(PASSAGE GIVEN)
▶

A shy and retiring man, prone to unpredictable moods, and educated in the law as well as economics,[1] Cesare Beccaria (1738-1794) was perhaps an unlikely figure to trigger a veritable revolution in criminology. As a young man, he fell in with brothers Pietro and Alessandro Verri and their “academy of fists,”[2] a Milanese organization referred to variously as an “intellectual circle”[3] and a “literary society,”[4] through which Beccaria was initiated into Enlightenment thought.[5] The Verri brothers supplied the assignment and the insider knowledge of the criminal justice system of the day, and at the behest of this group, Becarria completed his famous essay On Crimes and Punishments in 1764.[6]

In the time of its writing, Beccaria’s propositions that onerous punishments like torture and execution were unnecessarily cruel, disproportionate, and unlikely to serve as effective deterrents, though they owed a debt to his intellectual forebears,[7] were both radical and attractive to the European political and intellectual elite.[8] On Crimes and Punishments was rapidly translated into a host of other languages.[9] As well as informing a number of state statutes in the United States,[10] in insisting upon a balance between fidelity to the social contract and the need to ensure that criminal punishment is useful and beneficial to society, the work can be said to prefigure one of today’s two dominant schools of penological thought—utilitarianism—as well as the death penalty abolition movement.[11]

Bibliographic Information

Author: Cesare Beccaria; translated from the Italian, with a commentary, attributed to Mons. de Voltaire, translated from the French.

◀

(Stored entries)
▶

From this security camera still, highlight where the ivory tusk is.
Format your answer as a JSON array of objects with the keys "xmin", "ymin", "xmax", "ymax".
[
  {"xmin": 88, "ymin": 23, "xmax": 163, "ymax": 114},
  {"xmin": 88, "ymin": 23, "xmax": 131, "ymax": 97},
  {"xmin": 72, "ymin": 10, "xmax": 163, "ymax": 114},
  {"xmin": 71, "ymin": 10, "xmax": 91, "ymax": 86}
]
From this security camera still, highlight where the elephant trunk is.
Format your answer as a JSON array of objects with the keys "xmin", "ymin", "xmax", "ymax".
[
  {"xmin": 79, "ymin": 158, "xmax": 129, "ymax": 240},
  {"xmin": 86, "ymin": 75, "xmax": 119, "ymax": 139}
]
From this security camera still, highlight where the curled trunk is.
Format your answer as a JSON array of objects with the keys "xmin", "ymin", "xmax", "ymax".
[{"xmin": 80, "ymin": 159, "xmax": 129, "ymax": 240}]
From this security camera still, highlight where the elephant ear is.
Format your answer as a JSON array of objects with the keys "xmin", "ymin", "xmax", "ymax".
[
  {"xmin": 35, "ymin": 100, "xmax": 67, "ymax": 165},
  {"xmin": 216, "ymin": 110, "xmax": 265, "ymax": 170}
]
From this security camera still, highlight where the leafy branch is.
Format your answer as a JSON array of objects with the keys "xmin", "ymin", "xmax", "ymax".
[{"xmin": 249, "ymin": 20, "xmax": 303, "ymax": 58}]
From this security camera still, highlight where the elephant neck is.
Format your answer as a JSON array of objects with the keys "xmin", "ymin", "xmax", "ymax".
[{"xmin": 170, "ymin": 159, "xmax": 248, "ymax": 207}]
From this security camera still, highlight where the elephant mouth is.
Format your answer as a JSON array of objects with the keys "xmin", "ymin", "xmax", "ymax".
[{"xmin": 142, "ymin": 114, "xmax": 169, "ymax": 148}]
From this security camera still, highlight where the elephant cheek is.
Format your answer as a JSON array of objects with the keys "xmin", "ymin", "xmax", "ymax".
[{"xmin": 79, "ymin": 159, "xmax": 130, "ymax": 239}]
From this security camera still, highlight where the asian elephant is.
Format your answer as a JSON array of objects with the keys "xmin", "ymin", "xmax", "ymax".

◀

(PROBLEMS AND TASKS)
1. Answer these questions using the passage on Beccaria:
(a) In what year did Beccaria complete On Crimes and Punishments?
(b) By what name were the Verri brothers and their circle known?
(c) Which of today's two dominant schools of penological thought is the work said to prefigure?
2. Extend the passage on Beccaria, picking up after its final sentence.
The lines stand apart from the passage on Beccaria and are separate material.

(RESULTS OF THE EXERCISE)
1.
(a) 1764
(b) The "academy of fists"
(c) Utilitarianism

2.
Title: An Essay on Crimes and Punishments.

Published: London: Printed for J. Almon, 1767.

Edition: ; xii, 179, [1], lxxix, [1] pages.

Evidence for Inclusion in Wythe's Library

Dean's Memo[12] includes An Essay on Crimes and Punishments based on a reference in William Clarkin's biography of Wythe. In discussing Thomas Jefferson's education under Wythe, Clarkin states "[w]e do know that Jefferson studied ... Beccaria's Crime and Punishment" but Clarkin provides no source of corroborating evidence.[13] Brown's Bibliography[14] lists Beccaria's work in a choice of three languages (Italian, French, and English). The Wolf Law Library purchased the 1767 English edition printed in London following Dean's memo, the original source for the George Wythe Collection.

Description of the Wolf Law Library's copy

View this book in William & Mary's online catalog.

External Links

Google Books

References

  1. Encyclopædia Britannica Online, s. v. "Cesare Beccaria," accessed October 10, 2013, http://www.britannica.com/EBchecked/topic/57861/Cesare-Beccaria.
  2. Internet Encyclopedia of Philosophy. s.v. "Cesare Beccaria (1738-1794)," accessed October 10, 2013, http://www.iep.utm.edu/beccaria/.
  3. Ibid.
  4. Encyclopædia Britannica Online, s. v. "Cesare Beccaria."
  5. Ibid.
  6. Internet Encyclopedia of Philosophy. s.v. "Cesare Beccaria (1738-1794)."
  7. Encyclopædia Britannica Online, s. v. "Cesare Beccaria."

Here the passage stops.